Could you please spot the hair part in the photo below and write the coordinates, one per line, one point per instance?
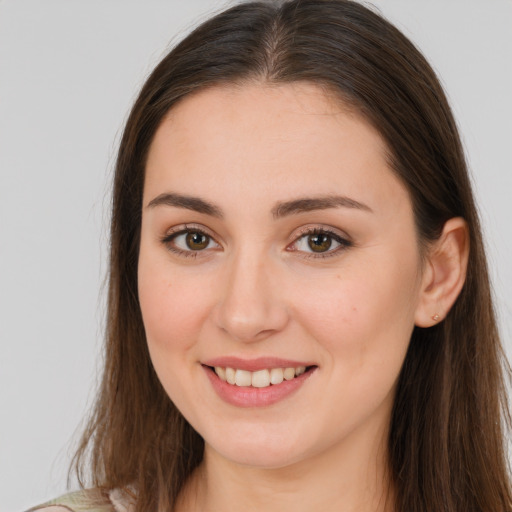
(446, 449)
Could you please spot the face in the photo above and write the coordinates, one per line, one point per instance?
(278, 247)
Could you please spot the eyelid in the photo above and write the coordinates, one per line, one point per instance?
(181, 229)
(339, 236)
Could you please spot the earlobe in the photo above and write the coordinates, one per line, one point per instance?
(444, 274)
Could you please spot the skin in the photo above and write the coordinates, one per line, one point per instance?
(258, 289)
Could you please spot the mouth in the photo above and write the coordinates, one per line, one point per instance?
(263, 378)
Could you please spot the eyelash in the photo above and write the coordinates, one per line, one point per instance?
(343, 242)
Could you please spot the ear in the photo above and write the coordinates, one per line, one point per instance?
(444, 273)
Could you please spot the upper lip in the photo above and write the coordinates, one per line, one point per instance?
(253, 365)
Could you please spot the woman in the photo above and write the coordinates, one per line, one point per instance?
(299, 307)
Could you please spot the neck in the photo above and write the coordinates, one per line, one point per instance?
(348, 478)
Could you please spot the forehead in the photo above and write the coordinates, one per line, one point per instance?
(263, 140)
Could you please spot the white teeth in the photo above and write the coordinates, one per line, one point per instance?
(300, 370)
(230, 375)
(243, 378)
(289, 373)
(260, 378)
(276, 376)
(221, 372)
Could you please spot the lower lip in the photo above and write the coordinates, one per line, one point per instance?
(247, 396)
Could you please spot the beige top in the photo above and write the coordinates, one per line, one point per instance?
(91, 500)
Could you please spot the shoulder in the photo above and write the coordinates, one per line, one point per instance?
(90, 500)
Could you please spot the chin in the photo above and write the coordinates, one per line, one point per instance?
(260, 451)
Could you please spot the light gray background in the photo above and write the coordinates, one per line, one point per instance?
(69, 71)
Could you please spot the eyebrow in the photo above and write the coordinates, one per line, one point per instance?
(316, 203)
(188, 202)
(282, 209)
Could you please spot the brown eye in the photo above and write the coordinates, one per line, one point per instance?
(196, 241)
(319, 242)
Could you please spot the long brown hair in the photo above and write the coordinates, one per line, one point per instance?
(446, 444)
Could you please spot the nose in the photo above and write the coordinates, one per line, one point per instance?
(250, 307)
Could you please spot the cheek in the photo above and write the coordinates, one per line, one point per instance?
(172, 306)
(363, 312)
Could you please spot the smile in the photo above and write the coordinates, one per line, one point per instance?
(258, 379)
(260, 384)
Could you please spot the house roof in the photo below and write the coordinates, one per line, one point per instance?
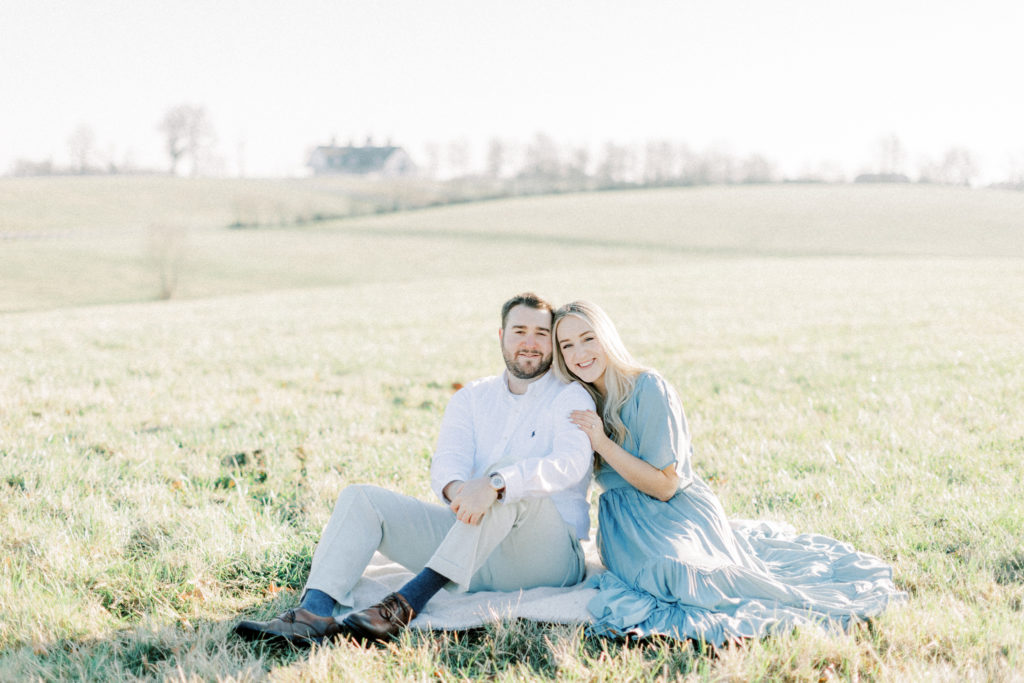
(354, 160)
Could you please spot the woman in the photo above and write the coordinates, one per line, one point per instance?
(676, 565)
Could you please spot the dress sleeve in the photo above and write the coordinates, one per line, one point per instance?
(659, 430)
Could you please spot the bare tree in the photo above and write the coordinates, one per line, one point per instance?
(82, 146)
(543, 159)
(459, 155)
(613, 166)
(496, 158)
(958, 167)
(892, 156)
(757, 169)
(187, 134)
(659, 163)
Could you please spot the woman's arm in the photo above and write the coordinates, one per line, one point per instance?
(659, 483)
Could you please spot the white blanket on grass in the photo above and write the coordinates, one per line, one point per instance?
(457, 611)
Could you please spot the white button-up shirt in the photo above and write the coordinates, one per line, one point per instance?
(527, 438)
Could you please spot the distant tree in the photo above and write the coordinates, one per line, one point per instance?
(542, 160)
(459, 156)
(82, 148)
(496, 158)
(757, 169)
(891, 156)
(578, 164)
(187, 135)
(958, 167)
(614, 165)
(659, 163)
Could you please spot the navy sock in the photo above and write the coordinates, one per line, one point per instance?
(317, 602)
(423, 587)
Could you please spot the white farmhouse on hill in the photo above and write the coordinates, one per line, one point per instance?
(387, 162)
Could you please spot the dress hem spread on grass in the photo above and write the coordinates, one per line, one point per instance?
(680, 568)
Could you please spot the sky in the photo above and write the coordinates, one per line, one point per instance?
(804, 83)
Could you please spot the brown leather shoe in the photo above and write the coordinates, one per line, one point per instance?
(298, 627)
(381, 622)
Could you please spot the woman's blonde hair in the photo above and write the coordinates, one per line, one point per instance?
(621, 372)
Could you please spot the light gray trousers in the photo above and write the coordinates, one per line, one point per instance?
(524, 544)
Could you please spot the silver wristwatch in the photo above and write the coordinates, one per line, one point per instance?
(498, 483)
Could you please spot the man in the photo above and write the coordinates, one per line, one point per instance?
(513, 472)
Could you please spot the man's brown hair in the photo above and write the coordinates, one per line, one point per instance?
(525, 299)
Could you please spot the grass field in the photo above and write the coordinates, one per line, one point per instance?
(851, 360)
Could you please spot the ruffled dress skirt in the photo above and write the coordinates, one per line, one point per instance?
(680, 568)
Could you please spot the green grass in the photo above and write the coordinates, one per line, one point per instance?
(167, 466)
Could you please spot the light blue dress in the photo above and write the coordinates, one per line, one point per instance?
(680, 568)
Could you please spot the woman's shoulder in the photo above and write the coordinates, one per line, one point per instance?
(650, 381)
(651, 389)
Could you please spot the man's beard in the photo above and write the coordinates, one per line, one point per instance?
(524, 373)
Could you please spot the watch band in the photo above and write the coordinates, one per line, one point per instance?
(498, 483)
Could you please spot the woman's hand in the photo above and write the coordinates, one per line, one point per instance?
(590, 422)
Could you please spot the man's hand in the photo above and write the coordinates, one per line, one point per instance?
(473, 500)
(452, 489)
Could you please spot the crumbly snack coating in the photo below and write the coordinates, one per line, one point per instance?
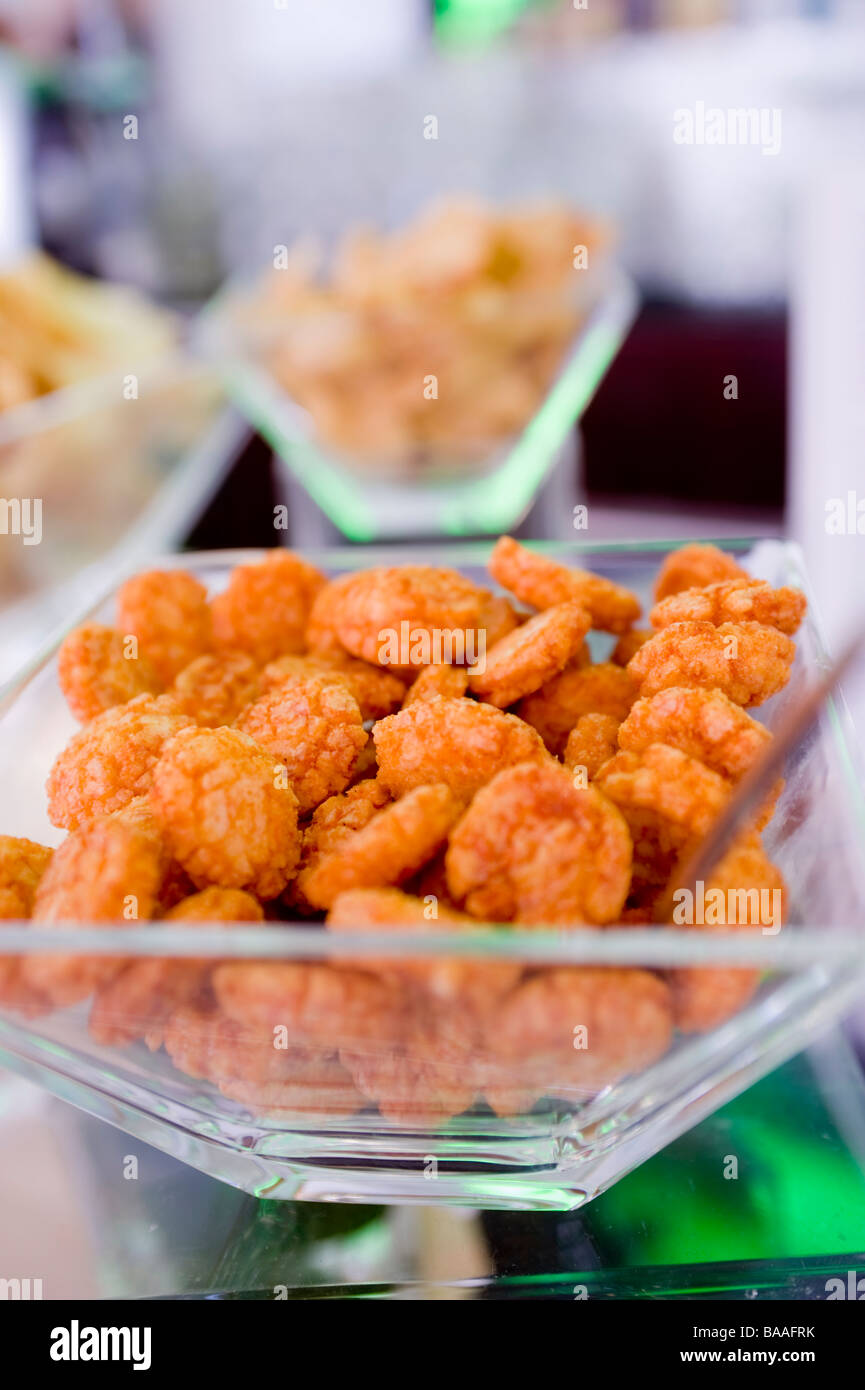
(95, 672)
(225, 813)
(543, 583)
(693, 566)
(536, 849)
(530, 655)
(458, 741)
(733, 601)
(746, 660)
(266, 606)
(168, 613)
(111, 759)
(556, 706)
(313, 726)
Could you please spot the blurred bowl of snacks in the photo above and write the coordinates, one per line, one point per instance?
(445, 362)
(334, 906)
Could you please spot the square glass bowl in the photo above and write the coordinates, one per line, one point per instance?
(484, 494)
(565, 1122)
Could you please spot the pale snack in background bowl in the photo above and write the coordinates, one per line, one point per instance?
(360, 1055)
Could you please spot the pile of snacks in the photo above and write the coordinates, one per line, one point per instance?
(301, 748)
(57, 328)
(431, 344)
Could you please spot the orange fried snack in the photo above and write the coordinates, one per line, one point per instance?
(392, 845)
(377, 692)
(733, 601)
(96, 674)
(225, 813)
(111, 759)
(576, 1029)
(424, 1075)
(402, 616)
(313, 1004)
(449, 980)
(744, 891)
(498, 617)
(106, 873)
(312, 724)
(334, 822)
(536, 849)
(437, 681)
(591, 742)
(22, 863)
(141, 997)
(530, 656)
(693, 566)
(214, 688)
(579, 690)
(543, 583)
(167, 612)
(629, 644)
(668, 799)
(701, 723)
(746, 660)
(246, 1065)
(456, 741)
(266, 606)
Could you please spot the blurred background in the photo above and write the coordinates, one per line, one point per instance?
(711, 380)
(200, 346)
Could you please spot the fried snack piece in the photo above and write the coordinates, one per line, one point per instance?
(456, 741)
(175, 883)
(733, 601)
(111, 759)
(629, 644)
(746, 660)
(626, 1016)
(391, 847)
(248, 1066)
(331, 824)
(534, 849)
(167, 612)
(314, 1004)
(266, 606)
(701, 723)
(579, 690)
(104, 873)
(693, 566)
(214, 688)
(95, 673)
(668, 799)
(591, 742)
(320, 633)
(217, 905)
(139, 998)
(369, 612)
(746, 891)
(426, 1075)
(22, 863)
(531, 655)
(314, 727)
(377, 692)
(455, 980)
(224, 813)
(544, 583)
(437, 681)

-*-*-

To be done:
Please repeat every line of the records above with "write the coordinates" changed to "list the coordinates", keeping everything else the same. Leave the pictures out of your answer.

Completed exercise:
Could you please spot the hair part in the photo below and list the coordinates, one per line, one point per instance?
(446, 449)
Could you please spot the face in the photo above and list the coordinates, one per line, one point per instance?
(278, 247)
Could you please spot the eyelid in the photo above and list the coordinates, one per line, one point per instance?
(181, 229)
(339, 236)
Could you please spot the earlobe in the photo above and list the coordinates, one per line, one point per instance?
(444, 274)
Could you please spot the skin in the photo above and list the coordinates, one per line, one point per instance?
(258, 289)
Could you please spot the mouth in the photo above and list the coordinates, one per line, one point per instance?
(263, 378)
Could you please spot the eyelash in the photo above and list the coordinates, one per line, one point per instance?
(343, 242)
Could you please spot the ear in the photo above and list the coordinates, one per line, one point per instance?
(444, 273)
Could you please spot the upper lip in the photo above and list the coordinates, one per line, one point per instance?
(253, 365)
Could you please spot the woman in the photo above and list the coordinates, one per line, one point per instance?
(299, 307)
Could you please spot the neck in the photo above and list the coordinates, one per line, one point per instance?
(348, 478)
Could you please spot the forehead in the photo above and list the coordinates, one per line, one point per instance?
(263, 140)
Could you please spot the white teeth in the photo above and list the coordinates, one per line, one point per instance?
(300, 370)
(230, 375)
(243, 378)
(289, 373)
(260, 378)
(276, 376)
(221, 372)
Could you please spot the lower lip in the photo above and list the coordinates, one per line, one point per instance?
(247, 396)
Could you please spot the beige top in the photo above and list the coordinates, one per line, one point per instance?
(91, 500)
Could you please spot the shoulder in the photo above and list the coordinates, one per line, one point per instance?
(90, 500)
Could you please spot the chin in the photo above and list the coordinates, one per line, one point per instance?
(260, 451)
Could you please spot the light gray background in the photo above and list the coordinates, one per line, one point per instance?
(69, 71)
Could you please spot the eyebrow in the photo above and list the coordinates, one per line, one point per instance?
(316, 203)
(188, 202)
(282, 209)
Could you please spot the brown eye in the photo above and list the coordinates, one per line, one point per instance?
(196, 241)
(319, 242)
Could you please spot the long brown hair in the photo above and list the coordinates, one per line, one point per instance?
(446, 444)
Could you please spot the nose in the photo above and list the coordinates, one per line, one point per instance?
(250, 307)
Could you please spot the cheek in the photo above and list the coordinates, one per line, one point per instance?
(172, 306)
(363, 312)
Could you please spot the smile in the photo above and list the coordinates, one per line, one point per instance?
(258, 379)
(260, 384)
Could you please spot the house roof in the photo below and list the coordinates, one per line, one point per instance?
(354, 160)
Could you please spot the woman in the photo above and list the coordinates, one per line, one point per instance?
(676, 565)
Could you please spot the dress sleeve in the photo above and list the coordinates, one per line, one point per instance?
(659, 430)
Could you please spot the bare tree in the photo above and list the coordinates, one per line, one point per instance?
(82, 146)
(543, 159)
(459, 155)
(613, 166)
(496, 158)
(958, 167)
(892, 156)
(757, 169)
(187, 134)
(659, 163)
Could you please spot the woman's arm in the photo above and list the coordinates, one per line, one point per instance?
(659, 483)
Could you please spot the white blanket on grass in the photo above and list the coordinates, one per line, one point per instance?
(457, 611)
Could you please spot the white button-up shirt in the photo above and list the coordinates, one per line, one point per instance?
(527, 438)
Could you please spot the distant tree in the photo above and list the coordinates, one per line, one point per instance?
(542, 160)
(459, 156)
(82, 148)
(496, 158)
(757, 169)
(891, 156)
(578, 164)
(187, 135)
(958, 167)
(614, 165)
(659, 163)
Could you please spot the navy sock in the photo above and list the coordinates, one per line, one point per instance?
(317, 602)
(423, 587)
Could you please spot the white farmhouse on hill in the photo above and list the coordinates, one per line, one point per instance?
(387, 162)
Could you please spot the dress hem spread on grass in the photo above and list the coordinates, one per line, one point per instance?
(680, 568)
Could you please spot the sky in the photo above and list the coordinates, one per line, one point per instance?
(804, 83)
Could you please spot the brown leather shoe in the photo above and list the coordinates, one per line, one point per instance?
(298, 627)
(381, 622)
Could you please spot the woman's blonde hair in the photo above and list the coordinates, one per line, one point per instance?
(621, 372)
Could you please spot the light gray trousers in the photo above and list the coordinates, one per line, one point per instance?
(524, 544)
Could you please spot the silver wristwatch in the photo above and list the coordinates, one per line, one point per instance?
(498, 483)
Could you please spot the man in the photo above and list the coordinates, one per line, one point per instance?
(513, 472)
Could you please spot the man's brown hair in the photo above and list the coordinates, one per line, one point per instance?
(525, 299)
Could you please spot the grass field in the photo above and list the coordinates, one per line, one point per instance?
(851, 360)
Could you please spot the ruffled dress skirt in the photo above and list the coordinates, one per line, one point per instance?
(680, 568)
Could you please spot the green grass in the photo above and list the coordinates, one per line, one point per instance?
(167, 466)
Could you please spot the light blue dress in the photo above and list the coordinates, one per line, one point per instance?
(680, 568)
Could you please spot the woman's shoulder in the photo above and list the coordinates, one per line, one point per instance?
(650, 381)
(651, 389)
Could you please spot the man's beard in the photo above and list the coordinates, one per line, one point per instance?
(524, 373)
Could you please spot the watch band in the photo above and list the coordinates, one per line, one point per instance?
(498, 483)
Could you please spot the woman's hand in the photo above and list the coordinates, one per line, one point per instance?
(590, 422)
Could you please spot the man's hand in the photo above and list the coordinates, one per line, one point per instance?
(473, 500)
(452, 489)
Could you please spot the crumbly snack coating in the photo below and list the coordinates, one per line, one point per instance?
(95, 672)
(225, 813)
(543, 583)
(693, 566)
(536, 849)
(530, 655)
(458, 741)
(733, 601)
(746, 660)
(266, 606)
(168, 613)
(111, 759)
(556, 706)
(313, 726)
Could you please spot the blurred bowl of snacks in the photo above and list the coordinates, one per line, one point per instance?
(445, 362)
(334, 906)
Could you please spot the square glass bowl in the photo above and list the coordinates, one per line, one point per instance?
(484, 494)
(565, 1122)
Could you please spot the pale snack in background bowl in the photo above and list the coordinates, one per line, one point per instance?
(360, 1055)
Could you please spot the pile of snacks in the photo above and list the coordinates, one per line, one point per instance?
(301, 748)
(57, 328)
(431, 344)
Could you please spot the orange fried snack in the photo above and list the coordinates, one per line, one point per instance?
(392, 845)
(377, 692)
(733, 601)
(96, 674)
(225, 813)
(111, 759)
(576, 1029)
(424, 1075)
(402, 616)
(313, 1004)
(449, 980)
(744, 891)
(498, 617)
(106, 873)
(312, 724)
(334, 822)
(536, 849)
(437, 681)
(591, 742)
(22, 863)
(141, 997)
(530, 656)
(693, 566)
(214, 688)
(579, 690)
(543, 583)
(167, 612)
(629, 644)
(668, 799)
(701, 723)
(746, 660)
(246, 1065)
(456, 741)
(266, 606)
Could you please spot the blurred background in the photo above and list the coordinates, one per line, one point per instance?
(711, 380)
(200, 346)
Could you please spot the fried snack piece in the photo above and list the coordinates, one per line, one point per instance?
(456, 741)
(175, 883)
(733, 601)
(111, 759)
(629, 644)
(746, 660)
(626, 1016)
(391, 847)
(248, 1066)
(331, 824)
(534, 849)
(167, 612)
(314, 1004)
(266, 606)
(701, 723)
(579, 690)
(104, 873)
(693, 566)
(214, 688)
(95, 673)
(668, 799)
(591, 742)
(320, 633)
(217, 905)
(139, 998)
(369, 612)
(746, 891)
(426, 1075)
(22, 863)
(531, 655)
(314, 727)
(377, 692)
(455, 980)
(224, 813)
(544, 583)
(437, 681)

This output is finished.